[Supplied text]:
## begin

Mike Taylor is a great backup guard, but i don't feel comfortable having him as the starting PG outside of injury situations. Mardy Collins, he tries i guess. And Gordon should have SG locked up for as many years as he likes, moving him to PG just leaves us with another gap. That's why Rubio makes a lot of sense, 3 young talented guards as our back court.


----------



## qross1fan

*Re: Official 2009 NBA Draft Thread*

If we end up with #1, and the Thunder end up with #5, I'd talk to them about a #1 + Thornton, Sofo Rights, Cash for #5, #25(Spurs 1st), 2010 Phoenix first and Jeff Green.

Thunder take hometown boy Blake Griffin, we take Earl Clark and his Louisville team mate Terrence Williams, allowing with adding a potential lottery pick in Phoenix. Not to mention upgrading from Thornton to Green is huge.

## end

[Records]:

## begin

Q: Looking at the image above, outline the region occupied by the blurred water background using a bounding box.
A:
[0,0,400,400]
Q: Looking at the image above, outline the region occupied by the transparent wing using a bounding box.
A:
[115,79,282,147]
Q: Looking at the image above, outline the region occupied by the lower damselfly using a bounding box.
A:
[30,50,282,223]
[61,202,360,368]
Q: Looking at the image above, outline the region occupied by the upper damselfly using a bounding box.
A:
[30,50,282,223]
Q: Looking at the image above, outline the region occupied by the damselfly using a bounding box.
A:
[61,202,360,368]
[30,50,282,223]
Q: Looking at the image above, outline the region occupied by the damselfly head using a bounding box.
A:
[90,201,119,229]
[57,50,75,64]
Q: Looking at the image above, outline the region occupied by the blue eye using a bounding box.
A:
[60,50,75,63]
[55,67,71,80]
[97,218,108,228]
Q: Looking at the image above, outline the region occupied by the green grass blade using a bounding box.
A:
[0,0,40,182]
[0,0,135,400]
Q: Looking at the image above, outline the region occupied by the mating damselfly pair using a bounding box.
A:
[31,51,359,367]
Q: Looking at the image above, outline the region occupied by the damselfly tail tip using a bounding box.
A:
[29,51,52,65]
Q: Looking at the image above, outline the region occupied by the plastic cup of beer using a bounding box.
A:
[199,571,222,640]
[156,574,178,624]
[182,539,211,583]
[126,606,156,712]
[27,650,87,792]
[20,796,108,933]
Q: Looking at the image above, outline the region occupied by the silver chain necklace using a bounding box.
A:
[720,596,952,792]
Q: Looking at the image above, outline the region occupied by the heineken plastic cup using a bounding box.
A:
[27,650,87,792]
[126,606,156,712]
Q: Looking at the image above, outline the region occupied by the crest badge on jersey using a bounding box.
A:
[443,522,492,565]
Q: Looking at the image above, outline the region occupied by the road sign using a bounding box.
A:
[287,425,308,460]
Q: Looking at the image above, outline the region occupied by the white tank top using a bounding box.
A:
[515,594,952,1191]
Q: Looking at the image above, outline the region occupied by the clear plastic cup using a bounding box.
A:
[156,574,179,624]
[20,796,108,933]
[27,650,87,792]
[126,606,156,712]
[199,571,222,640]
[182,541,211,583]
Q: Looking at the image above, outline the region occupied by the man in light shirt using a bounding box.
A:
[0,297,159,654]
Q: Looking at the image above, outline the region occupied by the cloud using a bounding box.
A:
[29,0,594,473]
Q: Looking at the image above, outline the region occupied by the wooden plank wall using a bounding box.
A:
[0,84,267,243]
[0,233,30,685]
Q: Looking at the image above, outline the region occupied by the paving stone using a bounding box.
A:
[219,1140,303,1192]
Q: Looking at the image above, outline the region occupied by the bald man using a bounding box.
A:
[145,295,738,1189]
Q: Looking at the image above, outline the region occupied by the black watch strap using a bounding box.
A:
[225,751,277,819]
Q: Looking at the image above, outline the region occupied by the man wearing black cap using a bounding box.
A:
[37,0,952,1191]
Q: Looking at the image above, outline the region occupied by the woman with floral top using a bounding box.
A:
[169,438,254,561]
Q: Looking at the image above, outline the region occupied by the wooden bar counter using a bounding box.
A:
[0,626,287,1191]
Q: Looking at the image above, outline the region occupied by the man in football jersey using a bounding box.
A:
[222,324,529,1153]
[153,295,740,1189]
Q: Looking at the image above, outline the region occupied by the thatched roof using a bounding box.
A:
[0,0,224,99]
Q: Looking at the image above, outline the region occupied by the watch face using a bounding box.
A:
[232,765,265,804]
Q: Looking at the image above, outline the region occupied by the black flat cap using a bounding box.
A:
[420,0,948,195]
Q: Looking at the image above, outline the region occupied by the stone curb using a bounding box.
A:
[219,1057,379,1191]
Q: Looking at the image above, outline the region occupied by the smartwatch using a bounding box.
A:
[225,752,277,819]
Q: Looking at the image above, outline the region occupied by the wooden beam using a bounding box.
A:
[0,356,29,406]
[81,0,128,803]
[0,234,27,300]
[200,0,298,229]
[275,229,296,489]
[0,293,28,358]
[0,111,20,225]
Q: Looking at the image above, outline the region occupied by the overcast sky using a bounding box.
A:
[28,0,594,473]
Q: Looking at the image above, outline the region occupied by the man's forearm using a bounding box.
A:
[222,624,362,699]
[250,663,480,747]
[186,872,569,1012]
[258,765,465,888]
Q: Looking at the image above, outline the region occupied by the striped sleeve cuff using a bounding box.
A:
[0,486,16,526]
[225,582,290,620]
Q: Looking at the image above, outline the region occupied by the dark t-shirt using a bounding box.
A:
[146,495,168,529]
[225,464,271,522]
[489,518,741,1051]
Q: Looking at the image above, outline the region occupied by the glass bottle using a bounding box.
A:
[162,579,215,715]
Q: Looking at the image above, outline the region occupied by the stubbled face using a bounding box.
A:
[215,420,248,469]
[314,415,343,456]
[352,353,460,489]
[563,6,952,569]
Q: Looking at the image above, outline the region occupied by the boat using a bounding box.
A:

## end

[Exercise set]:
[1] Answer these questions from the draft discussion:
(a) Which player does the first poster say should keep the SG spot for as many years as he likes?
(b) Which player would the Thunder take under the proposed trade?
(c) Whose first-round pick is #25?
[2] Rewrite the passage of the draft discussion that begins at the words "If we end up" and stops after "Green is huge.", changing "Earl Clark" to "Tyreke Evans".

[Answers for the exercise]:
[1]
(a) Gordon
(b) Blake Griffin
(c) The Spurs'

[2]
If we end up with #1, and the Thunder end up with #5, I'd talk to them about a #1 + Thornton, Sofo Rights, Cash for #5, #25(Spurs 1st), 2010 Phoenix first and Jeff Green.

Thunder take hometown boy Blake Griffin, we take Tyreke Evans and his Louisville team mate Terrence Williams, allowing with adding a potential lottery pick in Phoenix. Not to mention upgrading from Thornton to Green is huge.